# Shipping Frozen goods with in the USA



## georgia pasty (Jun 24, 2008)

I am runnig a British Pasty business down here in Georgia . I have a web site and do get a few orders thru it. One of my main problem is shipping the frozen product to to customers . Does any one have any ideas for me ? 
I have a USDA inspected product "a Cornish Style beef Pasty" which I want to move forward with but keep coming up against "the shipping costs are too expensive " coments from those who would like to order them. UPS , DHL, Postal service all charge a fortune over night. 
To begin with we build a Food vendor trailer to attend the local festivals , built to resemble an old Tram . We do make sales but theres no repeat trade .
I have been unsure of whether to open a shop up with all the additional expense involved with that , so am now looking for ideas how to "shift" my product . 

Schwans & QVC channel have decline to add my Pastys to their lines.

my web site is cornish pastys dot com any help or ideas will certainly be appreciated for sure 

rgds

Graham


----------



## dillbert (Jul 2, 2008)

Graham -

from unrelated type business I can confirm: unless you're shipping bill is in the megamillions, you're not going to get much of a discount - and yes, the commercial services have gone bezonkers.

check the overall costs of for example a dry ice / froze gel pak and second day. if available, next late later morning is another option.

regrets, not found any magic solution . . .


----------



## georgia pasty (Jun 24, 2008)

Thanks Dillbert , checked most of those leads . I have an Dry Ice maker not the cheapest stuff to make . The Postal service only let 3 lbs of ice be shipped so a third day isnt an option I have found . The Gel pack work but not for that long . The added complication is the Pasty is frozen Uncooked raw . If I were to cook them I would need to change the Haccp plan to include a monthly Listerea swab test which given I am not gewtting too many orders means additaional expense & Red Tape which I want to avoid if possible .

rgds
Graham


----------



## dillbert (Jul 2, 2008)

you are using an purpose made insulated shipping container, right?

DATA SEGMENT:
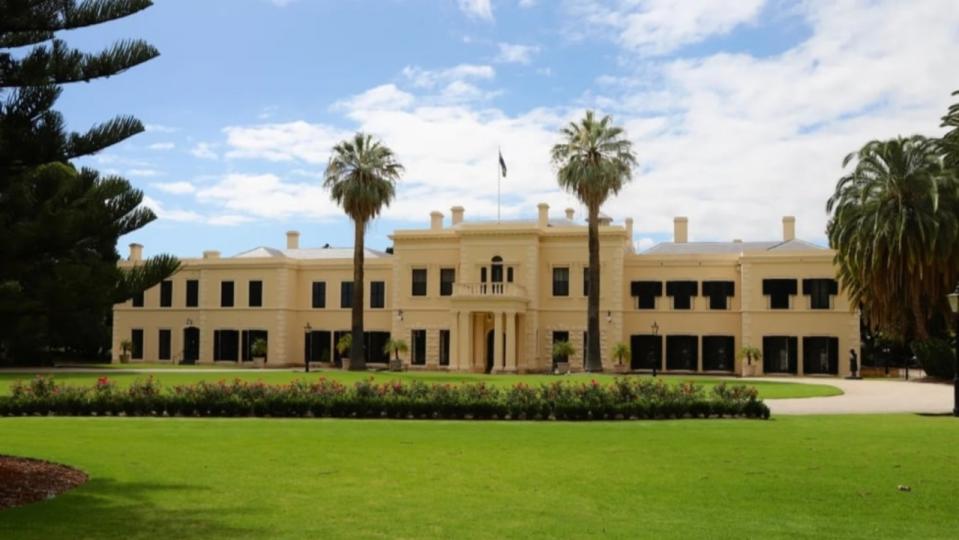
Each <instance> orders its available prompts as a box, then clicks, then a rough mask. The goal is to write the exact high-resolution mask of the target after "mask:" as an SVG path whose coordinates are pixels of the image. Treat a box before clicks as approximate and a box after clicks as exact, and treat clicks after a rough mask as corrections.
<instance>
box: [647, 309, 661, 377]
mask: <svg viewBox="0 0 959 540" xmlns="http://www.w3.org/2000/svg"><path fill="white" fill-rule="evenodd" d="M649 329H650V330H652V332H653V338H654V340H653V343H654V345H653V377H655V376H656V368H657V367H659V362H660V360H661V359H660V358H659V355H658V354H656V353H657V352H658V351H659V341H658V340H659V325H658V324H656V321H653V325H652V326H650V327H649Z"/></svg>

EXERCISES TO COMPLETE:
1) Answer these about the thread on shipping frozen goods, one answer per line:
(a) What was the festival trailer built to resemble?
(b) How many pounds of ice does the Postal Service allow to be shipped, according to Graham?
(c) Which two companies declined to add the pasties to their lines?
2) Carry on the thread on shipping frozen pasties from its final post, in the same forum style.
The lines above are separate material and have nothing to do with the thread on shipping frozen goods.

ANSWERS TO EACH TASK:
1)
(a) An old tram.
(b) 3 pounds.
(c) Schwans and QVC.

2)
look at storing (a portion of) the pies at -40'F (commercially available free standing freeze units)
product + a pound of dry ice in a volume fitting eps container should get you 36 hours at "not to exceed" 10'F

the glitch may be those kind of containers run $10, and up, each - which gets back to the "it costs to much" issue . . .

Georgia.... jeesh, you did have to pick Georgia. couldn't you pick someplace like Alaska? it can sit on the apron for days in Alaska . . . .

you can achieve similar results with a double layer tightly sealed big bubble wrap - depending on labor costs, time+materials is pretty much a wash when it gets to overall cost.


----------



## izbnso (May 12, 2007)

Graham,
 I've got a friend that used to own a butcher shop and I know she did some shipping. I won't be able to get her on the phone for a couple of days but I will ask her what she did.
 I live in a chi-chi touristy area. We have a Brit-o-phile shop and I know that they have a refrigerated/frozen food section. It might be a good outlet for your stuff. Don't know if you are interested or not, but here is their web-site
http://www.thechurchmouse.com/index.htm


----------



## georgia pasty (Jun 24, 2008)

Many Thanks for your reply . I will contact the Church Mouse folk for sure , excellent.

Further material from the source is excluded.